» What you have to do:
Extract each line of the records below and copy it word for word, changing nothing.

Pointing and labeling entries
(begin)

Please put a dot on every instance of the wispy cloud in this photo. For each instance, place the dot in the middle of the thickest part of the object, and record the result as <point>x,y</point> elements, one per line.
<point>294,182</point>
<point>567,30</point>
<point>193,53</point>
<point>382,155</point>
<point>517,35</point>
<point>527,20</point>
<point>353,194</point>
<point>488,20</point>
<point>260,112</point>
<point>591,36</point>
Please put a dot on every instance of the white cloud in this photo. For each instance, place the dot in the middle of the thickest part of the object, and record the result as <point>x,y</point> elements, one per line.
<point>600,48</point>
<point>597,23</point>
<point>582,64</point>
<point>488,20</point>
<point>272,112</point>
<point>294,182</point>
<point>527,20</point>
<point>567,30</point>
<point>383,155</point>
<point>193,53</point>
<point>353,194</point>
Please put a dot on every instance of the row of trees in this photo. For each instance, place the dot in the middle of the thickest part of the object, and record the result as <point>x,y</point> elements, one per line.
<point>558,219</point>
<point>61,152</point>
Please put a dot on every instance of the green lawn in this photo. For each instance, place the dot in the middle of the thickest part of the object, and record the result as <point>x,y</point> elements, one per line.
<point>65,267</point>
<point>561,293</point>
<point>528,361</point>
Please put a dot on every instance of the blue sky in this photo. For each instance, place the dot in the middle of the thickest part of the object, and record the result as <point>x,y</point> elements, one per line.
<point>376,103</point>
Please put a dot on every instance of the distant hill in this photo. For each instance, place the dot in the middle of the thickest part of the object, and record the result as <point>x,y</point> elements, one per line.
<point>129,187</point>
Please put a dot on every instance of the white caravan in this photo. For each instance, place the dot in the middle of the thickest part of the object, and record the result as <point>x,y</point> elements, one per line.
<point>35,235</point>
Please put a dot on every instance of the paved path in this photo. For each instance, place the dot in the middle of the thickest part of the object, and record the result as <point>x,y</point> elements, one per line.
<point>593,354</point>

(end)

» Output of the exercise:
Please put a dot on every instance of the wispy cloud in this photo. For each instance, place the dot in the middle of the thickest part of the object, and record the result as <point>x,y</point> elements, one per line.
<point>294,182</point>
<point>567,30</point>
<point>193,53</point>
<point>382,155</point>
<point>517,35</point>
<point>527,20</point>
<point>353,194</point>
<point>488,20</point>
<point>260,112</point>
<point>591,36</point>
Please put a dot on every instance of the white cloud in this photo. For each instance, place the dot in the middle of the thickest part of the object, and record the result as <point>x,y</point> elements, one per line.
<point>600,48</point>
<point>597,23</point>
<point>582,64</point>
<point>488,20</point>
<point>272,112</point>
<point>294,182</point>
<point>527,20</point>
<point>567,30</point>
<point>383,155</point>
<point>193,53</point>
<point>353,194</point>
Please put a dot on every instance of the row of trees in this photo. For each instance, place the dot in the middle of the thickest part of the object, and record the result as <point>x,y</point> elements, one per line.
<point>558,219</point>
<point>61,152</point>
Please put a dot on every instance of the green lawn in this photo. For each instance, place the dot in the middle of the thickest part of the object, and record the result as <point>x,y</point> elements, one per line.
<point>65,267</point>
<point>561,293</point>
<point>528,361</point>
Please put a dot on every instance of the blue sky in this photo. For each instance, place the dot in the middle of the thickest part of the object, and record the result as <point>x,y</point> elements, one per line.
<point>376,103</point>
Please put a dot on every instance of the distant hill in this photo. For each instance, place the dot in the middle of the thickest part of the object, and record the result as <point>x,y</point> elements, one per line.
<point>129,187</point>
Please put a dot on every instance of the white caravan in this photo. For each instance, place the dot in the middle of the thickest part of the object, and record the result as <point>x,y</point> elements, one per line.
<point>35,235</point>
Please put a dot on every instance of the paved path in this photo. For each instance, place the dot in the middle of the thickest part of the object, and record the result as <point>x,y</point> elements, one per line.
<point>593,354</point>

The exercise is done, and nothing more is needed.